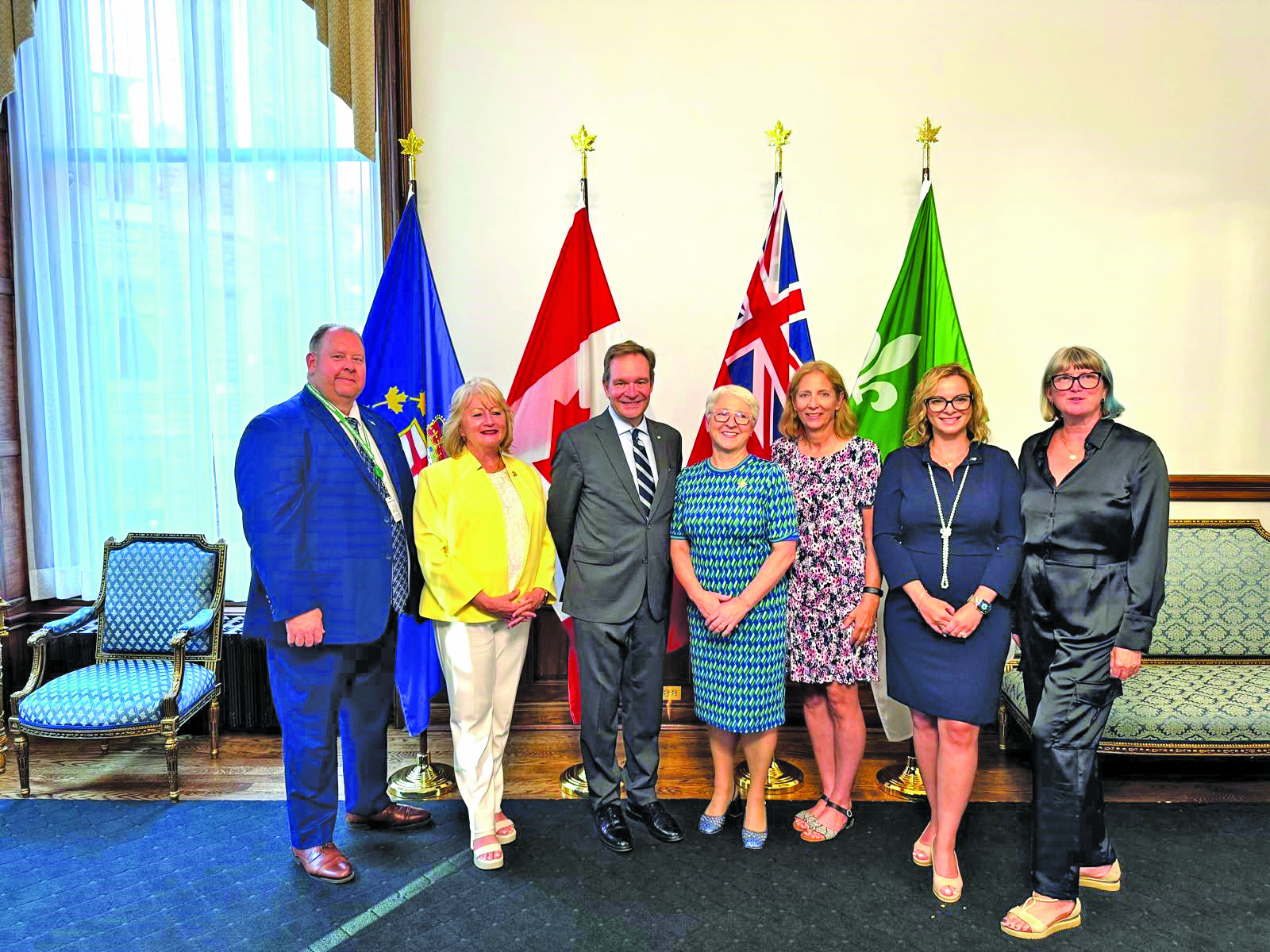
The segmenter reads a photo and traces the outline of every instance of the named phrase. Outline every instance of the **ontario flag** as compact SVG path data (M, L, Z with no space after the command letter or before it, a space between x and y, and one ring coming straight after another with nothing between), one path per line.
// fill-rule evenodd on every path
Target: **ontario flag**
M602 364L605 352L621 340L617 321L617 306L583 204L574 212L507 393L514 418L512 453L537 467L547 482L560 434L607 406ZM560 557L568 560L569 553L561 552ZM569 633L569 713L579 724L582 701L573 621L565 619L564 626Z
M749 452L754 456L771 457L790 374L812 359L812 335L806 327L803 288L794 263L785 187L777 182L763 250L745 288L740 314L715 380L716 387L737 383L758 399L758 423L749 438ZM688 465L707 456L710 437L702 421Z

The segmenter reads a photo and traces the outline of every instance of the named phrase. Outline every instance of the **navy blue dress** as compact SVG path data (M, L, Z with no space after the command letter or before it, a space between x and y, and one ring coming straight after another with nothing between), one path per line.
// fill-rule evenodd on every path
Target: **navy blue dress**
M874 548L890 586L883 616L886 693L933 717L988 724L996 720L1010 652L1010 594L1022 561L1022 480L1015 461L997 447L972 443L951 476L931 462L927 447L900 447L886 457L874 501ZM931 472L945 519L965 475L952 518L946 589L940 586L940 519ZM979 585L993 589L997 598L970 637L944 637L903 592L914 579L954 608Z

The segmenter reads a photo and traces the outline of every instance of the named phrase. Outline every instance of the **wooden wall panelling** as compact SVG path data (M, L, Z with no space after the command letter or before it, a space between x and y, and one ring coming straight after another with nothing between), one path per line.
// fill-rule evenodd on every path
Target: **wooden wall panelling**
-*-*-
◆ **Work to complete**
Write out every line of the records as a numbered list, skipping blank lines and leaving out the pictures.

◆ **Result**
1. The segmenter reads a photo and traces the outline of every instance of the named phrase. Outline every instance of the **ontario flag** as compact SVG path data (M, L, Z with no space after the command letter or before it, a space between x and y, and one ring coming straight after another with nothing between), one path per line.
2. // fill-rule evenodd on every path
3. Target: **ontario flag**
4. M602 364L605 352L621 340L617 321L617 306L583 204L574 212L507 393L514 418L512 453L537 467L547 482L560 434L607 406ZM560 557L568 560L569 553L561 552ZM569 633L569 713L579 724L582 701L573 621L565 619L564 626Z
5. M749 452L754 456L771 457L790 374L812 359L812 335L806 327L803 288L794 263L785 187L777 182L763 250L745 288L740 314L715 380L716 387L737 383L758 399L758 423L749 438ZM688 465L707 456L710 437L702 421Z
6. The segmenter reads a photo and traces the outline of every instance of the named phrase. Outline every instance of the **navy blue dress** as compact SVG path data (M, L, Z with no space after the command letter or before it, a space between x and y, and one ring coming straight after another with nothing between), one path per line.
7. // fill-rule evenodd on every path
8. Target: **navy blue dress**
9. M874 548L890 586L883 616L886 693L933 717L988 724L996 720L1010 652L1010 594L1022 561L1022 480L1015 461L997 447L972 443L951 476L931 462L927 447L900 447L886 457L874 501ZM931 472L945 519L965 475L952 518L946 589L940 586L940 519ZM979 585L993 589L997 598L970 637L944 637L903 592L914 579L954 608Z
10. The segmenter reads a photo and traces the outline of every instance of the named phrase. Outline every instance of the **wooden wall panelling** as compact SVG path data (M, L, Z with no space after the command letter or before it, a space between x and y, and one ring coming straight after another with nothing between), one path per line.
11. // fill-rule evenodd on every path
12. Target: **wooden wall panelling**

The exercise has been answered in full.